## 指示 1
本文の後に続く行を、その先頭の行から「point(129, 152)」を含む行まで、両端の行も含めて一字も変えずに書き写しなさい。
•••••
そんな或る日、ペアの三人と「えん退壕」に退避させてある銀河の電信機,帰投装置を整備
する為に乗り込み整備をしていると突然何の前触れも無く警報も出ないうちに敵の艦載機の
空襲があり、激しい銃撃の音、ロケット弾の炸裂音が響きわたり、のどかに見えていた飛行
場は一瞬のうちに修羅場となり逃げる整備兵,燃える資材等で空は煙が立ちこめ、その中を
敵機は乱舞していました。「危ない」と直感した私は飛行機から飛び降りペアの二人に何か
を云ってえん退壕から飛び出し、誘導路のそばに有った防空壕を目指して全速力で走りまし
たが、何といっても飛行服に飛行帽それに長靴をはいていては走れるものではありません。

おまけに何の隠れ場所もない誘導路、動くものを見つけたら撃って来る飛行機、逃げる後ろ
にパシッと云う着弾破裂音、咄嗟に伏せると前に又着弾音、飛び去る飛行機をみて後から来る
飛行機の居ないのを確かめて又走り出す。                     

近い様でなかなかたどり着けない防空壕、飛び去った飛行機が旋回して来るのか又激しい銃
撃音、横の方に転げたり、そのまま走ったりしてやっとたどり着いた防空壕に飛び込みホッとして
空を見ると顔も見える位に低く飛んで来て防空壕を銃撃する敵機又あわてて防空壕の
奥の方へと逃げ込むと、何とそこに有ったのは台車に積まれた航空魚雷が二本置いてありました。
目が馴れて、良く見ると安全装置は着けてあるものの信管迄ちゃんと装着されており
火薬庫に飛び込んだのと同じでした。あきらめと云うかふてぶてしいと云うのか銃撃戦はロ
ケット弾が命中すればそれで一巻の終わりと思うと気も楽になり魚雷にまたがって仰向けに
寝ころび空襲の嵐が過ぎ去るのを待ちました。

空襲警報が解除される前、爆撃音がしなくなってから、そこから抜け出し誘導路を歩きながら
飛行帽,飛行服のポケットに入れていた飛行手袋等を見つけ出し『ああ生きていたんだ』
と云う実感が湧いてきました。
えん退壕の飛行機はどうなっただろうかと思い乍ら行ってみるとペアの二人は銀河に乗ったまま
座席ベルトを締めてちゃんと座っていました。
話を聞くと、二人共空襲の間逃げ出す機会を失い、一度は機外に出たのだけれど逃げ出せず
どうせ死ぬのなら愛機と一緒にと又乗り込んで座っていたとのことでした。
•••••
## 指示 2
本文によると、逃げ込んだ防空壕の奥には何が置いてあったか。

## 点注釈セットの項目
•••••
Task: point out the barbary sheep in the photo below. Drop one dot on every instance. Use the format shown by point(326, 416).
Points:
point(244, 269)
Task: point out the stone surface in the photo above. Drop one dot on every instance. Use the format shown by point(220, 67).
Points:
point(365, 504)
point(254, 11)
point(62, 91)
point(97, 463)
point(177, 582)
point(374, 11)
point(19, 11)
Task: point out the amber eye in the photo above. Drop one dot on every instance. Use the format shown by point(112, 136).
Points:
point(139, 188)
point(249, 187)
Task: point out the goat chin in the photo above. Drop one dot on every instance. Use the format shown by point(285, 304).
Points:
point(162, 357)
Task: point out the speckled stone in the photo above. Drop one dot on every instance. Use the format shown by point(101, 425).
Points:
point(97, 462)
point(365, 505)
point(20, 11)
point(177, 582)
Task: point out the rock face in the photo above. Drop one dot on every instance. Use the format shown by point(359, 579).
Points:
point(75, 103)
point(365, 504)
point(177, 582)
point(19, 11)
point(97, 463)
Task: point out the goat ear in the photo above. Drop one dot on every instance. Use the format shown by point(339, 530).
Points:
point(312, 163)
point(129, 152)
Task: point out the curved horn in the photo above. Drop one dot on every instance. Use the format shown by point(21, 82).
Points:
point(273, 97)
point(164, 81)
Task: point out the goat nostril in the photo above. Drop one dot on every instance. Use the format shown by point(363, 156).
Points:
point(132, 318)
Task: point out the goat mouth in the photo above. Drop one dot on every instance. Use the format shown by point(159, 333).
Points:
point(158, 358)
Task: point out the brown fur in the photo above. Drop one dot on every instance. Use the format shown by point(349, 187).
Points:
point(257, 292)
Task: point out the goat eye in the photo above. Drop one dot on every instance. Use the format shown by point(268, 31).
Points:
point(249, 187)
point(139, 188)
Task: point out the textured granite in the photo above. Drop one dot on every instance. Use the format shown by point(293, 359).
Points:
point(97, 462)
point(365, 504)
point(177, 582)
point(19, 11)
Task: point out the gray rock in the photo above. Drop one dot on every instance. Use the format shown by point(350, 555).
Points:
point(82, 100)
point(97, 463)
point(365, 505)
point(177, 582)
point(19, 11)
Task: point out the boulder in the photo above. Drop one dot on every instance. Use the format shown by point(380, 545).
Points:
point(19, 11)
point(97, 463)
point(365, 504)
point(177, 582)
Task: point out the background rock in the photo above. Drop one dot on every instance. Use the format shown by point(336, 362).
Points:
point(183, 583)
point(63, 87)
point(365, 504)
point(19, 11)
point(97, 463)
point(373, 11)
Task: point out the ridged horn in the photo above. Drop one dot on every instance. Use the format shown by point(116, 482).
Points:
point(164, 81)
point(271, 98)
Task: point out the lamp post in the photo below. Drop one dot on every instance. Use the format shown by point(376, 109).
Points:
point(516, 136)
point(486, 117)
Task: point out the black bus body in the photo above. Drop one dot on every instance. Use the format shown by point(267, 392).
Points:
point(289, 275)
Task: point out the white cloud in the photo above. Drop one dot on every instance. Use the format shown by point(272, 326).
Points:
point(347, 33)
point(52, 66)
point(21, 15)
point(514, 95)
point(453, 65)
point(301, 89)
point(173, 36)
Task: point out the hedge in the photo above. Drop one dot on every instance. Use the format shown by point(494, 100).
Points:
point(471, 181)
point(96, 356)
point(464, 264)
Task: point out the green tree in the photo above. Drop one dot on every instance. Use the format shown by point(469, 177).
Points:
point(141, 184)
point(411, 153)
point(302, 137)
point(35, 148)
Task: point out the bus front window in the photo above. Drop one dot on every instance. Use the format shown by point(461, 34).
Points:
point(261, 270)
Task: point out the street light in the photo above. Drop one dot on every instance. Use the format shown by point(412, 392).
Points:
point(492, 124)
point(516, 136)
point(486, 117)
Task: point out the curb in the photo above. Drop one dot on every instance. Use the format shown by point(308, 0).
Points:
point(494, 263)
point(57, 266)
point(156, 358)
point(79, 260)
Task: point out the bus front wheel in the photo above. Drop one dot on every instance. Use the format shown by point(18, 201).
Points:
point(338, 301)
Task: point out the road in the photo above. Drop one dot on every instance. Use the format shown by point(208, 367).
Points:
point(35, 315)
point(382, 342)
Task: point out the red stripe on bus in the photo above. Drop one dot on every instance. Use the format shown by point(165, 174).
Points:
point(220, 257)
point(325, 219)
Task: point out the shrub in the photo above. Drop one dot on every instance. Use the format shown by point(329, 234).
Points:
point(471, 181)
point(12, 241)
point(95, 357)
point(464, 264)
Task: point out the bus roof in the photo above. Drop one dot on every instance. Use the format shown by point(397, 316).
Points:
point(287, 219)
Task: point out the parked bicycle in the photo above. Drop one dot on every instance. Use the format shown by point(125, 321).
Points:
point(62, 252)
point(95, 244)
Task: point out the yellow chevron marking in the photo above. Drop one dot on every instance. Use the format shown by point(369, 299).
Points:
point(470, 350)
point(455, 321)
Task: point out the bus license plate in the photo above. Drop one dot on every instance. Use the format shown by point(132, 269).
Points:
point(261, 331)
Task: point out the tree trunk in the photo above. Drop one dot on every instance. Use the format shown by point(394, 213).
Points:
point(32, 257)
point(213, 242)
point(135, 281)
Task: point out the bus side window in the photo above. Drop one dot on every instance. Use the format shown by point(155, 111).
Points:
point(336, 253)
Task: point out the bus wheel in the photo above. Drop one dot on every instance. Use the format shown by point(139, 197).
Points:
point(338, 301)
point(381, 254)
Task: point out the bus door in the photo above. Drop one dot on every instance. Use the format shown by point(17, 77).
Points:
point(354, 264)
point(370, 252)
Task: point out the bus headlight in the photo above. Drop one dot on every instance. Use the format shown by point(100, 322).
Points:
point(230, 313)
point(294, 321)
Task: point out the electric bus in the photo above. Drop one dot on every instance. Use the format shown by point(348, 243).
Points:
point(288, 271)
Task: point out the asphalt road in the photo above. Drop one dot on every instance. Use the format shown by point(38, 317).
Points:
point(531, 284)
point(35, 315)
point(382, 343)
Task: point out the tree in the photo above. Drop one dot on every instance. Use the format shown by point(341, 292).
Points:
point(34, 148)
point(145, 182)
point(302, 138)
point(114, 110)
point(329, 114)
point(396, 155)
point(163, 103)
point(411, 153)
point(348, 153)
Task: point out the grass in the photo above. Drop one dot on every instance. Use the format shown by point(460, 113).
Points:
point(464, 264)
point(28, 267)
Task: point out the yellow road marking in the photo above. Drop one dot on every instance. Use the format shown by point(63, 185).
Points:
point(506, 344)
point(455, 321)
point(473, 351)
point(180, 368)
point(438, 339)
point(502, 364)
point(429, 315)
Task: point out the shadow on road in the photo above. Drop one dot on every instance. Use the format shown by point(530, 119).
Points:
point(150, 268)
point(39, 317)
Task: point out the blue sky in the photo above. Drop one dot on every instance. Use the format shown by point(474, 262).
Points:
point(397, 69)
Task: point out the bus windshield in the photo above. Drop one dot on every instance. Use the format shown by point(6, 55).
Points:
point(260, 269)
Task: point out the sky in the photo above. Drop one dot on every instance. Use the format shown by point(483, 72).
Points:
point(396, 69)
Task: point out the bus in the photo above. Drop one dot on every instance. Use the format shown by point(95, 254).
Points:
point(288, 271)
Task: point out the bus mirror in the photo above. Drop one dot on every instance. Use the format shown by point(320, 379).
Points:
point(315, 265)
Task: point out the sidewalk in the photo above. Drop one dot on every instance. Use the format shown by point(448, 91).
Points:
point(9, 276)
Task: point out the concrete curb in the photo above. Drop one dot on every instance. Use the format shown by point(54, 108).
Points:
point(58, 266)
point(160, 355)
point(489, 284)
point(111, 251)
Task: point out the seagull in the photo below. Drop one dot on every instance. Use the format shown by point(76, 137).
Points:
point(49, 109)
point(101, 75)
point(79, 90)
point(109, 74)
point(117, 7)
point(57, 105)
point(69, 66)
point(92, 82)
•••••
## 解答例 1
Task: point out the barbary sheep in the photo below. Drop one dot on every instance. Use the format shown by point(326, 416).
Points:
point(244, 269)
Task: point out the stone surface in the photo above. Drop one dot on every instance. Use the format shown by point(220, 67).
Points:
point(365, 504)
point(254, 11)
point(62, 91)
point(97, 463)
point(177, 582)
point(374, 11)
point(19, 11)
Task: point out the amber eye in the photo above. Drop one dot on every instance. Use the format shown by point(112, 136).
Points:
point(139, 188)
point(249, 187)
Task: point out the goat chin in the photo above. Drop one dot on every instance. Use the format shown by point(285, 304).
Points:
point(162, 357)
Task: point out the speckled stone in the photo above. Drop one dot on every instance. Use the format shown by point(101, 425).
Points:
point(97, 462)
point(365, 505)
point(20, 11)
point(177, 582)
Task: point out the rock face in the photo above. Drop one dot on every instance. Use the format shown by point(359, 579).
Points:
point(75, 103)
point(365, 504)
point(177, 582)
point(19, 11)
point(97, 463)
Task: point out the goat ear in the photo above. Drop one dot on every instance. Use the format shown by point(339, 530).
Points:
point(312, 163)
point(129, 152)

## 解答例 2
台車に積まれた航空魚雷が二本置いてあった。